Institution: University of California, San Francisco
Investigator(s): Patricia McDaniel, Ph.D.
Award Cycle: 2017 (Cycle 26) Grant #: 26IP-0048 Award: $299,582
Subject Area: Tobacco-Use Prevention and Cessation
Award Type: High Impact Pilot Award
Abstracts

Initial Award Abstract

Research demonstrates that viewing smoking scenes in movies is causally related to smoking initiation among adolescents and that the tobacco industry has played a key role in assuring that tobacco imagery is present in movies that appeal to adolescents and young adults. Less is known about the relationship between viewing smoking imagery in video games and smoking initiation; however, recent research demonstrates that tobacco imagery, including tobacco brands, is present in a substantial subset of games played by adolescents. Players and game designers agree that insertion of tobacco content allows messages to be rapidly conveyed about characters, including such tobacco-industry tropes as “coolness” and “rebelliousness.” Our preliminary analysis of internal tobacco industry documents suggests that tobacco companies have long understood the potential for video games to serve as promotional vehicles for their products among youth, and have cultivated relationships with video game makers. This project will fully explore these relationships, including examining tobacco company payments to video game makers and video arcade trade groups, and tobacco industry involvement in promoting the use of cigarette imagery and logos in video games. It will develop knowledge essential for creating policies to counter tobacco industry influence on the video game industry.

Supplied information
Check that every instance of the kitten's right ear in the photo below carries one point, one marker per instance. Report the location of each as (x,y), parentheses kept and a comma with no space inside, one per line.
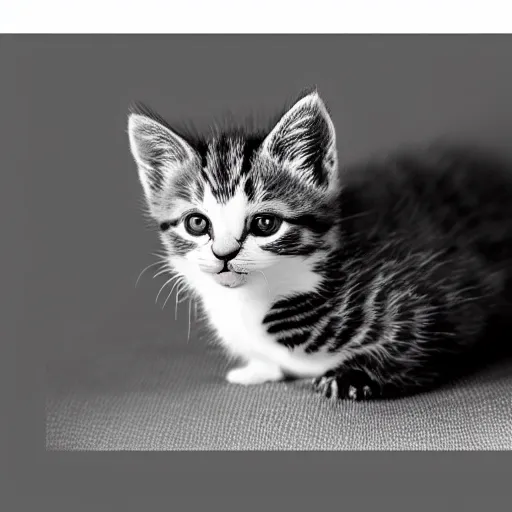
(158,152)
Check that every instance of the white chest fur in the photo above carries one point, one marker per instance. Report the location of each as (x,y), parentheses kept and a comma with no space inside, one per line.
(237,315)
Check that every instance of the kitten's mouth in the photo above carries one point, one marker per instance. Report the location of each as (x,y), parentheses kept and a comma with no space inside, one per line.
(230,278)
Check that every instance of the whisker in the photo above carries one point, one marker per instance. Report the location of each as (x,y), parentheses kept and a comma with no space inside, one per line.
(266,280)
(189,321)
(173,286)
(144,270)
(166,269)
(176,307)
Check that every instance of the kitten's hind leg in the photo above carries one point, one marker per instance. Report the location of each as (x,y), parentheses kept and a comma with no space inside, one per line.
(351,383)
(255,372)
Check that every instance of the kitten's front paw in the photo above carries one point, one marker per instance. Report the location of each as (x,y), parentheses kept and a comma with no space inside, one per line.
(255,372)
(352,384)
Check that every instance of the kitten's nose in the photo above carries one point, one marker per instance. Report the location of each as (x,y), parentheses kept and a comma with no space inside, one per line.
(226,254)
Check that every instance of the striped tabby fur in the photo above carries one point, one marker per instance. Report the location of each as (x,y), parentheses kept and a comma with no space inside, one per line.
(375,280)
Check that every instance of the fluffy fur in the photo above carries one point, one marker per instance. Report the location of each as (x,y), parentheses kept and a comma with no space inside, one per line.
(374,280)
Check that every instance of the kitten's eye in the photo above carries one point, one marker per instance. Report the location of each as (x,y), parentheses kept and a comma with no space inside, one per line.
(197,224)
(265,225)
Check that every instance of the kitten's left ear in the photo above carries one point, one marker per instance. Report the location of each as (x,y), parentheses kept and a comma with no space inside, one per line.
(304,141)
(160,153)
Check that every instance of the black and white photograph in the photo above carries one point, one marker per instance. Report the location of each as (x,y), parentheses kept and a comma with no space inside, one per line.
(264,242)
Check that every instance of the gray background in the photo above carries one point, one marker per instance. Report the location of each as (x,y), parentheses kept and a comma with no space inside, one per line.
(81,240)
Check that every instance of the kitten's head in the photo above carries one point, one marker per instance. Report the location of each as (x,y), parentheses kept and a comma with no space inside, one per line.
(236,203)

---

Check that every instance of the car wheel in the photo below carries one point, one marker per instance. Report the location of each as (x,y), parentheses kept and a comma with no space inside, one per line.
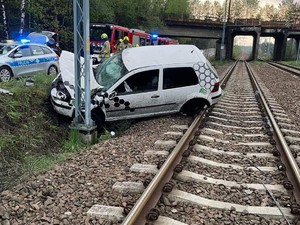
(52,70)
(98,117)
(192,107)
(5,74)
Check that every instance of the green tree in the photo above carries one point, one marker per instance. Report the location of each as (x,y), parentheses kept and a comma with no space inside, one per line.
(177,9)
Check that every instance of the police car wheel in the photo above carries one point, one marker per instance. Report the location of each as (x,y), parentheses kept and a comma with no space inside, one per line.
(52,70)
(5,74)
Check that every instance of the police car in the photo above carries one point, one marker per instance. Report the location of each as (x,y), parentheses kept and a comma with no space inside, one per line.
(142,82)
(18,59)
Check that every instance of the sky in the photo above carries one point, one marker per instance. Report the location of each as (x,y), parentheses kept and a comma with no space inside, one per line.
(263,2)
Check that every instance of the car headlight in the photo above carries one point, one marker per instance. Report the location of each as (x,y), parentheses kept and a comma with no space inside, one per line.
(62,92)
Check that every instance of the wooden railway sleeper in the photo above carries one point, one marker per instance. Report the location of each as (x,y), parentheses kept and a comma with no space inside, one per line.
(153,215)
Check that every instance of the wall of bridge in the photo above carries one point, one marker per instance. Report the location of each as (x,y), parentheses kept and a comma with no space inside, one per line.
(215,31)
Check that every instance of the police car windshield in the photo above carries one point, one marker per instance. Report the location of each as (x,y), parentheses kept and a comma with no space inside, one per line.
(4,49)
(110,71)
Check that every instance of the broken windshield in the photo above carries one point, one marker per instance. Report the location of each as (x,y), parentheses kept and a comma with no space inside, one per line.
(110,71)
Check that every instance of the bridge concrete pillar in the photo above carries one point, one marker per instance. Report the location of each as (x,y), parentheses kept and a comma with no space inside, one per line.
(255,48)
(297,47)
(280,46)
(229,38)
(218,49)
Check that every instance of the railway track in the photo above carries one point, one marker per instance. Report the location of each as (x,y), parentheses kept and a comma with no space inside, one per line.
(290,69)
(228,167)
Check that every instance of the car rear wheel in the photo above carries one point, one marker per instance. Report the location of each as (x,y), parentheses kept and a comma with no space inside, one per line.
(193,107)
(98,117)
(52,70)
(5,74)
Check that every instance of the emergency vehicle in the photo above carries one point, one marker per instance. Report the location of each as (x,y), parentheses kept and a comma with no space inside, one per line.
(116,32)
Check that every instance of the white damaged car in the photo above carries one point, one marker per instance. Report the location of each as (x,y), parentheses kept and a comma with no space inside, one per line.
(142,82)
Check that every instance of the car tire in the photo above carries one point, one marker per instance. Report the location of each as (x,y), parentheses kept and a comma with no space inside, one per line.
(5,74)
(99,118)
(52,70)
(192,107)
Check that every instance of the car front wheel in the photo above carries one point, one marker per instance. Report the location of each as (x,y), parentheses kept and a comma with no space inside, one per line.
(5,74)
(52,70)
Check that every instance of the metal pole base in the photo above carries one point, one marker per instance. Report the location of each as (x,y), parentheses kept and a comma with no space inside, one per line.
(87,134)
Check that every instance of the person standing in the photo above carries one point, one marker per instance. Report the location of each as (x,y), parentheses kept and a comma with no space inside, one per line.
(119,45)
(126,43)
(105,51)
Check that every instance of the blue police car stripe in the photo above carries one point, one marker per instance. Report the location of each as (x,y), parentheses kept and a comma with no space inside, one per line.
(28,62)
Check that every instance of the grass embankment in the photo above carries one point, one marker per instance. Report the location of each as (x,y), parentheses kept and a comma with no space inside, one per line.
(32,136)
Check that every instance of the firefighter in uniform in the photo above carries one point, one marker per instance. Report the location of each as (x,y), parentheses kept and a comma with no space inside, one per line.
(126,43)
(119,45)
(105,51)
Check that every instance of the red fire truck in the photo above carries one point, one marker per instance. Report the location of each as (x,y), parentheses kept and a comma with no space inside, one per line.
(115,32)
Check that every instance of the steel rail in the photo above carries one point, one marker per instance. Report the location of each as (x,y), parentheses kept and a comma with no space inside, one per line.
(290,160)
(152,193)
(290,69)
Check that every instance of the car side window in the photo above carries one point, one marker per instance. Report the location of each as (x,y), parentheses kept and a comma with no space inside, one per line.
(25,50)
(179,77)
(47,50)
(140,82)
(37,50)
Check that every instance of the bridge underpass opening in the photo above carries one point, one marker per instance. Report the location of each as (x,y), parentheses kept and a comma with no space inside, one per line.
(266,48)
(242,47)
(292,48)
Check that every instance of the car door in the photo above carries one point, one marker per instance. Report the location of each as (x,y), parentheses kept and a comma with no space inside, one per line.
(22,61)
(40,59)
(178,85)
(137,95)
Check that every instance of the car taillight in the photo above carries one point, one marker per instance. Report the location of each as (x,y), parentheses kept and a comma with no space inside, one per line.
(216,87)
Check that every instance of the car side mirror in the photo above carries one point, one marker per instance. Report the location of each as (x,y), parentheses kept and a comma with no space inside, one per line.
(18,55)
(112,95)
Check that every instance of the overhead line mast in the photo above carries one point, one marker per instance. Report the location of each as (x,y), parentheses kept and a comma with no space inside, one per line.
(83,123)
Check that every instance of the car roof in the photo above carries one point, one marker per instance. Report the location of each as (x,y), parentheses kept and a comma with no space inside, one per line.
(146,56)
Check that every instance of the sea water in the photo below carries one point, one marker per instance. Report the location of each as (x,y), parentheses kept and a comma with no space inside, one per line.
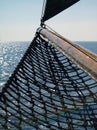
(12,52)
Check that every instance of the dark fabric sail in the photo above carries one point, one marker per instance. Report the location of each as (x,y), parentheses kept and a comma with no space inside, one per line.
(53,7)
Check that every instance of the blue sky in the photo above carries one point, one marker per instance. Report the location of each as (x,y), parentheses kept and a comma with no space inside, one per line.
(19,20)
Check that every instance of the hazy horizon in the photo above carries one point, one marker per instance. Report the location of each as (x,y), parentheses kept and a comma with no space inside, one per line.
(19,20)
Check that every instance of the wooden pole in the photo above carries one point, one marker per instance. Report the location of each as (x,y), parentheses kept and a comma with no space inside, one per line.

==

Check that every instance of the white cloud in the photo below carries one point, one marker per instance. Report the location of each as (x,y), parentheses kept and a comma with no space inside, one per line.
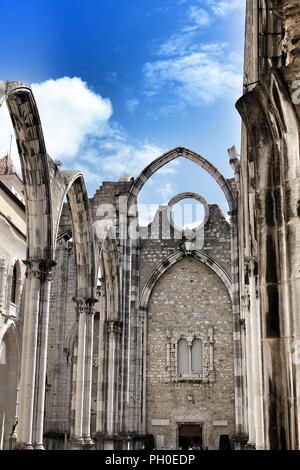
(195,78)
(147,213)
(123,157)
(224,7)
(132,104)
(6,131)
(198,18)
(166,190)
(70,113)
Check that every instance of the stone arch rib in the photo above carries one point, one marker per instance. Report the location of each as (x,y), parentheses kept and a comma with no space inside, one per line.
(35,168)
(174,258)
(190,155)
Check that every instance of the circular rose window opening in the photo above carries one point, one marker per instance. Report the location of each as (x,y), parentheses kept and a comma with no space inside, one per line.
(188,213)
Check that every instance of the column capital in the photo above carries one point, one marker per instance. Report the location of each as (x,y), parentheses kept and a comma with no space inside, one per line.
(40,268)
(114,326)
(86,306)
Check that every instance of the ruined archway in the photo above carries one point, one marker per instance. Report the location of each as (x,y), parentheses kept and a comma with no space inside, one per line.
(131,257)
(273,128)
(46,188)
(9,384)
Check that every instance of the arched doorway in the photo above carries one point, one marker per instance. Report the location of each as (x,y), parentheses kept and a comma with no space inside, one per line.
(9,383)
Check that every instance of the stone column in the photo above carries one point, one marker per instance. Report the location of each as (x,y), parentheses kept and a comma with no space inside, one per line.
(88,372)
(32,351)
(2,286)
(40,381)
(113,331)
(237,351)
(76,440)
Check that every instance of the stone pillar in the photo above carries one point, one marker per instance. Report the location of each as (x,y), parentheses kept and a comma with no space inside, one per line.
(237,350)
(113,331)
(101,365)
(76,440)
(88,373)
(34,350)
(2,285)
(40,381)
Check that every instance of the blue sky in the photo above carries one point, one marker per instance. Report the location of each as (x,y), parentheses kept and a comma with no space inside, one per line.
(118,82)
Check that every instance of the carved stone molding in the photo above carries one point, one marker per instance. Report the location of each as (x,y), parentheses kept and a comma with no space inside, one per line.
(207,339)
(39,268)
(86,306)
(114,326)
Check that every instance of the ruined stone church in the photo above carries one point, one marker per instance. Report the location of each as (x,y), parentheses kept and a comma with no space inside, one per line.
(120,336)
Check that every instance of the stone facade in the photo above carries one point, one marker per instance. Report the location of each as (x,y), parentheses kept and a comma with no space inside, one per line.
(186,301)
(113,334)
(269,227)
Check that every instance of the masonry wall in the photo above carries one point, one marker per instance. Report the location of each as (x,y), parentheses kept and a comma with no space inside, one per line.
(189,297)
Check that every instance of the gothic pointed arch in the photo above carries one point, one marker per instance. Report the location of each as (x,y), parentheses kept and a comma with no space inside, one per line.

Task requirements
**1)** Answer these questions about the tobacco and video games abstract, one per line:
(a) What is the dollar amount of the award?
(b) What award type is listed?
(c) Which two tobacco-industry tropes do players and game designers say tobacco content conveys about characters?
**2)** Please extend the tobacco and video games abstract with a few sentences that pick up after its final sentence.
The lines in the three blocks are separate material from the tobacco and video games abstract.

Written answers
**1)**
(a) $299,582
(b) High Impact Pilot Award
(c) "Coolness" and "rebelliousness"

**2)**
Specific aim: Retrieve and analyze tobacco industry documents in order to describe the relationship between the tobacco industry and the video game industry. Ours will be the first study to address the relationship between the tobacco industry and the video game industry. As such, it will provide valuable knowledge that can be used to inform policies to minimize the use of video games as promotional vehicles for tobacco products.